Task -> Which lines run from the one containing "Where can you see the wheel" to the end of the listing? Copy them out exactly, leaving out the rest.
--*--
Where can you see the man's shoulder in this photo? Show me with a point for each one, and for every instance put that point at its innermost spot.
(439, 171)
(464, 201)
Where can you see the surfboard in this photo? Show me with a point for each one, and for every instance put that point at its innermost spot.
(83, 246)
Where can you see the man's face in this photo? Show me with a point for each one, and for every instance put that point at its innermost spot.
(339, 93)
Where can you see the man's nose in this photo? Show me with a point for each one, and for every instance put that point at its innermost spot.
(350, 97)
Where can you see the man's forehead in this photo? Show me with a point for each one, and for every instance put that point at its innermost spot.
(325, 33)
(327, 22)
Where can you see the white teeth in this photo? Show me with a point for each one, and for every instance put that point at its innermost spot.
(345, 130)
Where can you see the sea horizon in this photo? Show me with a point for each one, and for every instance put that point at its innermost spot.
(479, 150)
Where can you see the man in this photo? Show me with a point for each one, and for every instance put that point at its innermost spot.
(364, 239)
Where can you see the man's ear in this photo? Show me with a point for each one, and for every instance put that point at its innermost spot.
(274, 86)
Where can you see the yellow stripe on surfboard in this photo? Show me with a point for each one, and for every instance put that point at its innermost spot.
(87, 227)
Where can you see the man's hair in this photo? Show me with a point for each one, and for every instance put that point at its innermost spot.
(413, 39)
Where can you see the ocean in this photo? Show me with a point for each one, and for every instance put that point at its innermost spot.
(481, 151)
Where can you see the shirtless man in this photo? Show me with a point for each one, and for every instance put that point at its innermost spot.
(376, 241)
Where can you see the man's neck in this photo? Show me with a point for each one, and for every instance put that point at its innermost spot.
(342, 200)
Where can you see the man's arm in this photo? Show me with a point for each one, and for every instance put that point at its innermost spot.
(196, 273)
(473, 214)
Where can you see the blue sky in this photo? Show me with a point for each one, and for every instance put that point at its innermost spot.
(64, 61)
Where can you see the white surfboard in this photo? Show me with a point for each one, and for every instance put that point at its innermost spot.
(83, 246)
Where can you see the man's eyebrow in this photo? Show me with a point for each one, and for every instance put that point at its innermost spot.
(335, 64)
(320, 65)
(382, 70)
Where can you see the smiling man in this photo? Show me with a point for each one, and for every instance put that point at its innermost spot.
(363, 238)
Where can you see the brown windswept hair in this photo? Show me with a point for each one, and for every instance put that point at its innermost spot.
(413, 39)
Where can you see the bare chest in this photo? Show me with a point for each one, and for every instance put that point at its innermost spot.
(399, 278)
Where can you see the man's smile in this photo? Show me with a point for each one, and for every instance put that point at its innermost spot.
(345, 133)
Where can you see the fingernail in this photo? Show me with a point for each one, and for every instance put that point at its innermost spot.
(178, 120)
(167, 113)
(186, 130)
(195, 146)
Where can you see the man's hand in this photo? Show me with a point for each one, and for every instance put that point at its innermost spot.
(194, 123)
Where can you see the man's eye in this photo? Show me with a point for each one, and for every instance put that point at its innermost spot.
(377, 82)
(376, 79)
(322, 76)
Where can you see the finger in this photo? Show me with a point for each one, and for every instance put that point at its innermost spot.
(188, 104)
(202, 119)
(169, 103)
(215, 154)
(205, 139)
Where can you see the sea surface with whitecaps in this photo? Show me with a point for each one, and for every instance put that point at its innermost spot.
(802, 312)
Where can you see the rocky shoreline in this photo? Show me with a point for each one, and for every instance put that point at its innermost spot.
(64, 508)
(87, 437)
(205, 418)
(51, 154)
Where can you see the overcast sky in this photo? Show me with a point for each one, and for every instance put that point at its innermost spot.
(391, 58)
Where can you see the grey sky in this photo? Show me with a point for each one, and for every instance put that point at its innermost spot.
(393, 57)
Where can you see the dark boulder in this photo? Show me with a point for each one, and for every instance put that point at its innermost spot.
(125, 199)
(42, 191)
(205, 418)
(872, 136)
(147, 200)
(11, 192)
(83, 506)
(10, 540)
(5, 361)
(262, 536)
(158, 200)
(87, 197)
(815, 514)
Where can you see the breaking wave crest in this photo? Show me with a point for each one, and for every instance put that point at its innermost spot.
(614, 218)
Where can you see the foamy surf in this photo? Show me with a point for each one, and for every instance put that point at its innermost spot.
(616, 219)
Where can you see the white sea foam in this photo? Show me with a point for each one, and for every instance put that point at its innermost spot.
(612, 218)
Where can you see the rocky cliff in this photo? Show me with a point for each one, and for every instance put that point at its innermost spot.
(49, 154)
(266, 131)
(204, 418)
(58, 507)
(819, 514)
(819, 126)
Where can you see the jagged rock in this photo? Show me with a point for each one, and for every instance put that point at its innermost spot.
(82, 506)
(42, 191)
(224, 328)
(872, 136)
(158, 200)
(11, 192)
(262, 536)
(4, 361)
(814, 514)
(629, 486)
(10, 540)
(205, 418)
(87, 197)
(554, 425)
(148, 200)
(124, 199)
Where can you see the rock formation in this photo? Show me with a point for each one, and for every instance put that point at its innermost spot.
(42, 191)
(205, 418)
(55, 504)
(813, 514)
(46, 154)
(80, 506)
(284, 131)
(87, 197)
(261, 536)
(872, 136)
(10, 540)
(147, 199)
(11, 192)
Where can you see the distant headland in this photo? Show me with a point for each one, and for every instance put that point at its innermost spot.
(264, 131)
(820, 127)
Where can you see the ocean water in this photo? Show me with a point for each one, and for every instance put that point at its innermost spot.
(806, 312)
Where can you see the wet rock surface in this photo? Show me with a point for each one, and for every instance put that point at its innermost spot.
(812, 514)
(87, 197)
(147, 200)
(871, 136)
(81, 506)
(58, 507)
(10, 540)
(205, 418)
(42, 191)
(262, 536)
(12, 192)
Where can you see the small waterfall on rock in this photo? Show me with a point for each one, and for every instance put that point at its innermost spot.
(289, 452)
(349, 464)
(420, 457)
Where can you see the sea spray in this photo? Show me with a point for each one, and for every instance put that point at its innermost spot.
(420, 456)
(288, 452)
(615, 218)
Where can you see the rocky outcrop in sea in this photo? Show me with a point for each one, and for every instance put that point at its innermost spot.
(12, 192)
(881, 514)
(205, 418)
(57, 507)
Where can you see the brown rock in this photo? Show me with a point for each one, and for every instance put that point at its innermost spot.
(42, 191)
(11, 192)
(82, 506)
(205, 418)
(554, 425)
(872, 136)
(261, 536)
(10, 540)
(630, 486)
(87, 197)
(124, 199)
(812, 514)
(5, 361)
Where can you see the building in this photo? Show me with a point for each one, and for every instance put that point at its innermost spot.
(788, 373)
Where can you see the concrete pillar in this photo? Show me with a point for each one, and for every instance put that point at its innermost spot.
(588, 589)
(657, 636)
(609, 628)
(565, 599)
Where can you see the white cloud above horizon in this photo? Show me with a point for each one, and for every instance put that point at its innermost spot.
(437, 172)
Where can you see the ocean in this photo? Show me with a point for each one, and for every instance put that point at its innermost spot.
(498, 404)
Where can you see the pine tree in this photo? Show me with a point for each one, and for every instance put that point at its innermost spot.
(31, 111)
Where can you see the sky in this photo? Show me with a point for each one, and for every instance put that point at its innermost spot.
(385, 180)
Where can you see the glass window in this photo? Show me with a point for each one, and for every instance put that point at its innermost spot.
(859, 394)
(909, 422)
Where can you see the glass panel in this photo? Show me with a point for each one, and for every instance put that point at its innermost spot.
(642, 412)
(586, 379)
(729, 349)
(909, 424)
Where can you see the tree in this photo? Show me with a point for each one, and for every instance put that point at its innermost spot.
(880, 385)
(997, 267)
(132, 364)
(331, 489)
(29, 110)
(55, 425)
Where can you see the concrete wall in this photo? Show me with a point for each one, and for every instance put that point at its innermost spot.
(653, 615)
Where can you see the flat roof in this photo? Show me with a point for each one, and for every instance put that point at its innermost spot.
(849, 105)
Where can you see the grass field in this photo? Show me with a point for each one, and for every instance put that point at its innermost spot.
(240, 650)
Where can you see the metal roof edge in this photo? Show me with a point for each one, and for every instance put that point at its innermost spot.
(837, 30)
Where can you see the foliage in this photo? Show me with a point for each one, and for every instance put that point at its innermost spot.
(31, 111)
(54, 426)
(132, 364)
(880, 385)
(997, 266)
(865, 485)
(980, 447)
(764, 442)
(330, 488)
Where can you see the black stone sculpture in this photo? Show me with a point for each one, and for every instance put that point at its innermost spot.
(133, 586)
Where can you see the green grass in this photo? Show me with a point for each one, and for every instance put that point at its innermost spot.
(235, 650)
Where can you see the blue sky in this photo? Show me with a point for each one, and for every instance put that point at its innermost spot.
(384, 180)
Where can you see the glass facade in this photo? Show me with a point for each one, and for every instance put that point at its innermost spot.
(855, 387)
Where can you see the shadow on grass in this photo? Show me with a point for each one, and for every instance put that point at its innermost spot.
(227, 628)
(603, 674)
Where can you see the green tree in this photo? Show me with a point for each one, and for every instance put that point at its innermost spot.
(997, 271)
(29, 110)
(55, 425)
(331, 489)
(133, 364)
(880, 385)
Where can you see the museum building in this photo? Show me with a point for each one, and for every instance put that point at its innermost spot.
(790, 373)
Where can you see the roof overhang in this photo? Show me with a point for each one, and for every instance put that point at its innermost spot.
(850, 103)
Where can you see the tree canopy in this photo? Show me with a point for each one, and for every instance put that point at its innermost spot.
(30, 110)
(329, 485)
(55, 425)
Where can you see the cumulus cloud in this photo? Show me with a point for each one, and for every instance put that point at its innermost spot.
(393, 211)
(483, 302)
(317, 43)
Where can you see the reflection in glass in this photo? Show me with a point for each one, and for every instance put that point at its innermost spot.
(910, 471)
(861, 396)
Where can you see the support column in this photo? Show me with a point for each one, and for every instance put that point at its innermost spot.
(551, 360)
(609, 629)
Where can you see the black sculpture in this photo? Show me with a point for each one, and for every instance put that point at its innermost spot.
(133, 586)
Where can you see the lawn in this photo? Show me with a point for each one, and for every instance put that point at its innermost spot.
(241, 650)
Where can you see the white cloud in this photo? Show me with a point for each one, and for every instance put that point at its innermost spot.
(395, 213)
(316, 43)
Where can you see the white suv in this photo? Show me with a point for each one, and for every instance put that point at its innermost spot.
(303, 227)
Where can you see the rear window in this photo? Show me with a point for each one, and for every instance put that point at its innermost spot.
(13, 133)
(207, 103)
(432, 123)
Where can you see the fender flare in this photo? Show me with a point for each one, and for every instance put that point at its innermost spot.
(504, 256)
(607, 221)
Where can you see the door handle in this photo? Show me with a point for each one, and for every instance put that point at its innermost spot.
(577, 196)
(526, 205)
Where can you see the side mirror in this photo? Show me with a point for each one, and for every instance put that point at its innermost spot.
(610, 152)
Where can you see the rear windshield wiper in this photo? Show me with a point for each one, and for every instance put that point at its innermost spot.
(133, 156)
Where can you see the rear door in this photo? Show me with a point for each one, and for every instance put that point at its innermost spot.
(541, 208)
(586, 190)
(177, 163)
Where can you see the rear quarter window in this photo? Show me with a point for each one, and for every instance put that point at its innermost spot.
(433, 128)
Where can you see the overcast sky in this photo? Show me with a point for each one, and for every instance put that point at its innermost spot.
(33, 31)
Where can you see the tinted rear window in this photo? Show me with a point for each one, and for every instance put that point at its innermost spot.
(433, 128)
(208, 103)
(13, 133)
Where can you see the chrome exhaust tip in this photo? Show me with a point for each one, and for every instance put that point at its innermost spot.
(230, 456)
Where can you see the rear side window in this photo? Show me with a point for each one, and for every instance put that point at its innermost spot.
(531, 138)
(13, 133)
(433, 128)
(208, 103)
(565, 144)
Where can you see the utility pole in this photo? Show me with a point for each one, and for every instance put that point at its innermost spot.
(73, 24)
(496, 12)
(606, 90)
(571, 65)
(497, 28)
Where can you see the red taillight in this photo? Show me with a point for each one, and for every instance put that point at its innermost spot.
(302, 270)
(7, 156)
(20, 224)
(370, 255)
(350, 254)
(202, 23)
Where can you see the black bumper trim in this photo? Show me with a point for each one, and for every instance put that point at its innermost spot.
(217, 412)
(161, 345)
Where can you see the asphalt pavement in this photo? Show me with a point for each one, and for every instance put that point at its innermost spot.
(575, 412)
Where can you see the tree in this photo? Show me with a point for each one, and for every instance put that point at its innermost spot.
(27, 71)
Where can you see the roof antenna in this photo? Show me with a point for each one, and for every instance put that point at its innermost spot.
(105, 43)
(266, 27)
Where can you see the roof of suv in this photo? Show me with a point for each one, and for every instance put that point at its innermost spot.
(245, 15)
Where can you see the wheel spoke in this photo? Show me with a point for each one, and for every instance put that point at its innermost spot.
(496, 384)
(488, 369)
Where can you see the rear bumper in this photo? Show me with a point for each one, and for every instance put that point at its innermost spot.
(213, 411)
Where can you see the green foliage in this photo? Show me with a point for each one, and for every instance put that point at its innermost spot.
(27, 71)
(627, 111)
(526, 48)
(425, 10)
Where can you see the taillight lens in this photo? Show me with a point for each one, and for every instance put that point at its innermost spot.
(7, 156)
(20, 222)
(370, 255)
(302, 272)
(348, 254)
--*--
Answer below ->
Where can you see the wheel spoke in this photo? Show me with a point for each one, and for every instance put that point at its innermost spot.
(496, 384)
(488, 369)
Where can you see the rear bumper in this photo? Show me with a point for each one, and for every instance put that point at its innermost spot.
(213, 411)
Where can you see the green foliage in this photo? Show me with a point for each one, and for every instance put that point at its innermost spot.
(27, 71)
(627, 111)
(526, 48)
(425, 10)
Where can you see the taillight lens in this photo? Show me with a point for each one, and for every instance put that point at its innermost spot.
(7, 156)
(20, 222)
(370, 255)
(302, 272)
(348, 254)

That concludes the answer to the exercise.